_Short task_:
Turn every line of the records below into a numbered list, leaving out the blank lines.

_Data section_:
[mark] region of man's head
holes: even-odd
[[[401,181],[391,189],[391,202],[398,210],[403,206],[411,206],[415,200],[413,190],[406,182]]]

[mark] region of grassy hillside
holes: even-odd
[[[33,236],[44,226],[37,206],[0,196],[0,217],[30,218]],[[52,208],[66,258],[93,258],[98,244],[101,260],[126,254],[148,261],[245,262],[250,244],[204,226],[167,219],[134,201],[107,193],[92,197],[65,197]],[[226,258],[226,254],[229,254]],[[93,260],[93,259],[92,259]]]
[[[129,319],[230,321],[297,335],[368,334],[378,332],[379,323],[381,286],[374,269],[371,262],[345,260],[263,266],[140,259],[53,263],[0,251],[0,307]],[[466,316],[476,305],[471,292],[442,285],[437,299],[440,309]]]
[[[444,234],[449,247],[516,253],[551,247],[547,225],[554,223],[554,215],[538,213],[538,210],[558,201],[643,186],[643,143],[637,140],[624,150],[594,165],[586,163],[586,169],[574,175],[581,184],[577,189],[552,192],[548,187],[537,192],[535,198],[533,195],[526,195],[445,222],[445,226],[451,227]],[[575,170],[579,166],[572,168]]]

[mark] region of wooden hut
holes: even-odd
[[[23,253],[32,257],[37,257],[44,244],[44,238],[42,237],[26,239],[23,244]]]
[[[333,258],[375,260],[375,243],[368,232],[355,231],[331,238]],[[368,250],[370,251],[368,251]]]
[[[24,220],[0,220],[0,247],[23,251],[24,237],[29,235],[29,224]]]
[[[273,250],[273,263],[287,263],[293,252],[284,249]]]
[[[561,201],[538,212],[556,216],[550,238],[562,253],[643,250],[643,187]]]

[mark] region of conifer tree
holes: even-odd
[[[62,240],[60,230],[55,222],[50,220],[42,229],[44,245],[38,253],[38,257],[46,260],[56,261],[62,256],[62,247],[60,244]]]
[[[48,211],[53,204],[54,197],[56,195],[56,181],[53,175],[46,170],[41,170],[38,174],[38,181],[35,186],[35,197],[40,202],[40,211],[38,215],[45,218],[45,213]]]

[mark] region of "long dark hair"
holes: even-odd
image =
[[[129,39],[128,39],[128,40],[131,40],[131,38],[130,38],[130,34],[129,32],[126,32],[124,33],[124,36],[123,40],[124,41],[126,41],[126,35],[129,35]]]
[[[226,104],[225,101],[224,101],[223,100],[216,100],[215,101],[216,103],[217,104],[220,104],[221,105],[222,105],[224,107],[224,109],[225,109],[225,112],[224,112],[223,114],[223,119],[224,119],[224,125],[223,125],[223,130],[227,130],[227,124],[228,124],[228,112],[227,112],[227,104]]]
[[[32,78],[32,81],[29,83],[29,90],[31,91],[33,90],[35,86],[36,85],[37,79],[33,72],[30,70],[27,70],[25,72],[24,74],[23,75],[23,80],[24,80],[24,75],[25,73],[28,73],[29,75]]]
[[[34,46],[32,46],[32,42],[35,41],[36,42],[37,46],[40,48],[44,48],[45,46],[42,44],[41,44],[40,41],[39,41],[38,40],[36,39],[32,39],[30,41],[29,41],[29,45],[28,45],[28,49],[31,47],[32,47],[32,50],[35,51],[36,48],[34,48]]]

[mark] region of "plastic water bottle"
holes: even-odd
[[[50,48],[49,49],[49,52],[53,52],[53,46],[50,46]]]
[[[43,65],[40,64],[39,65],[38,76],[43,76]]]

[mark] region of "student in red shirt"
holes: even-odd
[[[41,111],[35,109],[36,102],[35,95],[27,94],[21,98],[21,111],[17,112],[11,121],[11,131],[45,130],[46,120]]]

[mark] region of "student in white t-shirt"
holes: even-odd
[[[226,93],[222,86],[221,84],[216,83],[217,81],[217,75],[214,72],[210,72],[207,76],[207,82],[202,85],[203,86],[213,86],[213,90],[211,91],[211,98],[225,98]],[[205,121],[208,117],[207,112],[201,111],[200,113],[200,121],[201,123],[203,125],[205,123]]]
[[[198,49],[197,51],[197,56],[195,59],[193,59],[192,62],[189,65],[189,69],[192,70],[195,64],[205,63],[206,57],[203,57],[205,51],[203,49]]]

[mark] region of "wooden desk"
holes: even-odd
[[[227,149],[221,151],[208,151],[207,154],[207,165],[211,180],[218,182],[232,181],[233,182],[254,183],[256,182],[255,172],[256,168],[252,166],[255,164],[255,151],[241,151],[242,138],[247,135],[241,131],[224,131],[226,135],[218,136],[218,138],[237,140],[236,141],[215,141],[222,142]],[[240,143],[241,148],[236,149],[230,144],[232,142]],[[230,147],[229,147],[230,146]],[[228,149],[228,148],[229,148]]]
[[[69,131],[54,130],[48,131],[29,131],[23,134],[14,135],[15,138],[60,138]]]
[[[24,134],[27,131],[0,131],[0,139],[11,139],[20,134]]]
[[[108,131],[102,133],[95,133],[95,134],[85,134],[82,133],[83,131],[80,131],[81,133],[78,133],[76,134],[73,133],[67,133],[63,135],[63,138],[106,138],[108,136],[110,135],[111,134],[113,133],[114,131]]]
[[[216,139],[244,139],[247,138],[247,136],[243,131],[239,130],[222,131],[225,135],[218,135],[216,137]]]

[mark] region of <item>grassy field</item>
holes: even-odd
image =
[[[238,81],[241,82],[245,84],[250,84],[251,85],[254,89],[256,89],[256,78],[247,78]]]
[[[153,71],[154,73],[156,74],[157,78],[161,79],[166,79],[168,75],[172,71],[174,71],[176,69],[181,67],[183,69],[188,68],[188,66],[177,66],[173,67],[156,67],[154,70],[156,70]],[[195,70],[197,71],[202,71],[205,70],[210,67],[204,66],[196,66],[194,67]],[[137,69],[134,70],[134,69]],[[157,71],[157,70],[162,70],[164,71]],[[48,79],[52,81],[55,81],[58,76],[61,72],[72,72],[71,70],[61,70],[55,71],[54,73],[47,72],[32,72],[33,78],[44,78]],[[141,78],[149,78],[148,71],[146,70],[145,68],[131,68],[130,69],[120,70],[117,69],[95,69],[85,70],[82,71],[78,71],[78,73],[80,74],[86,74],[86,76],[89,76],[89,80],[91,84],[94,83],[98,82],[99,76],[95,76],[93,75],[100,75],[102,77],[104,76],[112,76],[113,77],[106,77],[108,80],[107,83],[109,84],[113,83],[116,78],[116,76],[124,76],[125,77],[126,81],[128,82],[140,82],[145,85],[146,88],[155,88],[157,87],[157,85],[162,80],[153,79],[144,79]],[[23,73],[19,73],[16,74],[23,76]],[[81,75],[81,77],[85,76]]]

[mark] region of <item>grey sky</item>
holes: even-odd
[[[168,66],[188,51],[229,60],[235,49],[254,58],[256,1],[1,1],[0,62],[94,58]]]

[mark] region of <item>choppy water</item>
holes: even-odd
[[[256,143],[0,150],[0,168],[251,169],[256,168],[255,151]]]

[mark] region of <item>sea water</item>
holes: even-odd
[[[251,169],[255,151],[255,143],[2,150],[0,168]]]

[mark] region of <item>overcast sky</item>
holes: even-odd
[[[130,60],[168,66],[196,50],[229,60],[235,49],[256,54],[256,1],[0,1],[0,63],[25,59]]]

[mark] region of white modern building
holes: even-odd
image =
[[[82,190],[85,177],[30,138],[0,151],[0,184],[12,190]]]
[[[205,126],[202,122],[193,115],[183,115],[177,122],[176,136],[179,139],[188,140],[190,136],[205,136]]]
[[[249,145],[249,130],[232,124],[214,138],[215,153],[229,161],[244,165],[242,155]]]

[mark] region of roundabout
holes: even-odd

_Full solution_:
1. [mark] region of man's head
2. holes: even-odd
3. [[[401,181],[391,189],[391,202],[398,210],[403,206],[411,206],[415,200],[413,190],[406,182]]]
4. [mark] region of grassy hillside
5. holes: even-odd
6. [[[33,236],[44,226],[37,206],[0,196],[0,217],[30,218]],[[52,208],[66,258],[93,258],[98,244],[101,260],[126,254],[148,261],[245,262],[250,244],[204,226],[167,219],[134,201],[107,193],[92,197],[65,197]],[[226,258],[226,254],[229,254]],[[93,260],[93,259],[92,259]]]
7. [[[129,319],[230,321],[297,335],[368,334],[378,332],[379,323],[381,286],[374,269],[371,262],[345,260],[263,266],[140,259],[53,263],[0,251],[0,307]],[[466,316],[476,305],[471,292],[442,285],[437,299],[440,309]]]
8. [[[444,234],[449,247],[516,253],[551,247],[547,225],[554,223],[554,215],[538,213],[538,210],[558,201],[643,186],[643,143],[637,140],[624,150],[594,165],[586,163],[586,169],[574,175],[581,184],[577,189],[552,192],[548,187],[537,192],[535,198],[533,195],[526,195],[445,222],[445,226],[451,227]],[[575,170],[579,166],[572,168]]]
9. [mark] region of wooden hut
10. holes: even-odd
11. [[[23,253],[32,257],[37,257],[44,244],[44,238],[42,237],[26,239],[23,244]]]
12. [[[333,258],[375,260],[375,243],[368,232],[355,231],[331,238]],[[368,250],[370,251],[368,251]]]
13. [[[24,220],[0,220],[0,247],[23,251],[24,237],[29,235],[29,224]]]
14. [[[273,250],[273,263],[287,263],[293,252],[284,249]]]
15. [[[561,201],[538,212],[556,216],[550,238],[562,253],[643,250],[643,187]]]
16. [mark] region of conifer tree
17. holes: even-odd
18. [[[62,240],[60,230],[55,222],[50,220],[42,229],[44,245],[38,253],[38,257],[46,260],[56,261],[62,256],[62,247],[60,244]]]
19. [[[48,211],[53,204],[54,197],[56,195],[56,181],[53,175],[46,170],[41,170],[38,174],[38,181],[35,186],[35,197],[40,202],[40,211],[38,215],[45,218],[45,213]]]
20. [mark] region of "long dark hair"
21. holes: even-odd
22. image =
23. [[[129,39],[128,39],[128,40],[131,40],[131,38],[130,38],[130,34],[129,32],[126,32],[124,33],[124,36],[123,40],[124,41],[126,41],[126,35],[129,35]]]
24. [[[226,104],[225,101],[224,101],[223,100],[216,100],[215,101],[216,103],[217,104],[220,104],[221,105],[222,105],[224,107],[224,109],[225,109],[225,112],[224,112],[223,114],[223,119],[224,119],[224,125],[223,125],[223,130],[227,130],[227,124],[228,124],[228,112],[227,112],[227,104]]]
25. [[[32,78],[32,81],[29,83],[29,90],[31,91],[33,90],[35,86],[36,85],[37,79],[33,72],[30,70],[27,70],[25,72],[24,74],[23,75],[23,80],[24,80],[24,75],[25,73],[28,73],[29,75]]]
26. [[[34,46],[32,46],[32,42],[35,41],[36,42],[37,46],[40,48],[44,48],[45,46],[42,44],[41,44],[40,41],[39,41],[38,40],[36,39],[32,39],[30,41],[29,41],[29,45],[28,45],[28,49],[31,47],[32,47],[32,50],[35,51],[36,48],[34,48]]]
27. [mark] region of "plastic water bottle"
28. holes: even-odd
29. [[[50,48],[49,49],[49,52],[53,52],[53,46],[50,46]]]
30. [[[43,65],[40,64],[39,65],[38,76],[43,76]]]
31. [mark] region of "student in red shirt"
32. holes: even-odd
33. [[[41,111],[35,109],[36,102],[35,95],[27,94],[21,98],[21,111],[17,112],[11,121],[11,131],[45,130],[46,120]]]
34. [mark] region of "student in white t-shirt"
35. holes: even-odd
36. [[[226,93],[222,86],[221,84],[216,83],[217,81],[217,75],[214,72],[210,72],[207,76],[207,82],[202,85],[203,86],[213,86],[213,90],[211,91],[211,98],[225,98]],[[205,121],[208,117],[207,112],[201,111],[200,113],[200,121],[201,123],[203,125],[205,123]]]
37. [[[198,49],[197,51],[197,56],[195,59],[193,59],[192,62],[189,65],[189,69],[192,70],[195,64],[205,63],[206,57],[203,57],[205,51],[203,49]]]
38. [mark] region of "wooden desk"
39. holes: even-odd
40. [[[227,149],[221,151],[208,151],[207,154],[207,165],[211,180],[218,182],[232,181],[233,182],[254,183],[256,182],[255,172],[256,168],[252,166],[255,164],[255,151],[241,151],[242,138],[247,135],[241,131],[224,131],[226,135],[218,136],[218,138],[237,140],[236,141],[215,141],[222,142]],[[240,143],[241,148],[236,149],[230,144],[232,142]],[[230,147],[229,147],[230,146]],[[228,149],[228,148],[229,148]]]
41. [[[69,131],[54,130],[48,131],[29,131],[23,134],[14,135],[15,138],[60,138]]]
42. [[[24,134],[27,131],[0,131],[0,139],[11,139],[20,134]]]
43. [[[108,131],[102,133],[95,133],[95,134],[85,134],[82,133],[83,131],[80,131],[81,133],[78,133],[76,134],[73,133],[67,133],[63,135],[63,138],[106,138],[108,136],[110,135],[111,134],[113,133],[114,131]]]
44. [[[216,139],[244,139],[247,138],[247,136],[243,131],[239,130],[222,131],[225,135],[218,135],[216,137]]]
45. [mark] region of <item>grassy field</item>
46. holes: even-odd
47. image =
48. [[[238,81],[241,82],[245,84],[250,84],[251,85],[254,89],[256,89],[256,78],[247,78]]]
49. [[[153,71],[154,73],[156,74],[157,78],[161,79],[166,79],[168,75],[172,71],[174,71],[176,69],[181,67],[183,69],[188,68],[188,66],[177,66],[173,67],[156,67],[154,70],[156,70]],[[195,70],[197,71],[202,71],[205,70],[210,67],[204,66],[196,66],[194,67]],[[137,69],[134,70],[134,69]],[[157,71],[157,70],[162,70],[164,71]],[[48,79],[52,81],[55,81],[58,76],[61,72],[72,72],[71,70],[61,70],[55,71],[54,73],[47,72],[32,72],[33,78],[44,78]],[[141,78],[149,78],[148,71],[146,70],[145,68],[131,68],[130,69],[120,70],[117,69],[95,69],[85,70],[82,71],[78,71],[78,73],[80,74],[86,74],[86,76],[89,76],[89,80],[91,84],[94,83],[98,82],[99,76],[95,76],[93,75],[100,75],[102,77],[104,76],[112,76],[113,77],[106,77],[108,80],[107,83],[109,84],[113,83],[116,78],[116,76],[124,76],[125,77],[126,81],[128,82],[140,82],[145,85],[146,88],[155,88],[157,87],[157,85],[162,80],[153,79],[144,79]],[[23,73],[19,73],[16,74],[23,76]],[[81,75],[81,77],[85,76]]]
50. [mark] region of <item>grey sky</item>
51. holes: even-odd
52. [[[168,66],[188,51],[229,60],[235,49],[254,58],[256,1],[1,1],[0,62],[94,58]]]
53. [mark] region of <item>choppy water</item>
54. holes: even-odd
55. [[[256,143],[0,150],[0,168],[251,169],[256,168],[255,151]]]
56. [mark] region of <item>sea water</item>
57. holes: even-odd
58. [[[251,169],[255,151],[255,143],[2,150],[0,168]]]
59. [mark] region of <item>overcast sky</item>
60. holes: even-odd
61. [[[130,60],[168,66],[196,50],[229,60],[235,49],[256,54],[256,1],[0,1],[0,63],[25,59]]]
62. [mark] region of white modern building
63. holes: even-odd
64. image =
65. [[[82,190],[85,177],[30,138],[0,151],[0,184],[12,190]]]
66. [[[205,126],[202,122],[193,115],[183,115],[177,122],[176,136],[179,139],[188,140],[190,136],[205,136]]]
67. [[[249,145],[249,130],[232,124],[214,138],[215,153],[229,161],[244,165],[242,155]]]
68. [mark] region of roundabout
69. holes: even-odd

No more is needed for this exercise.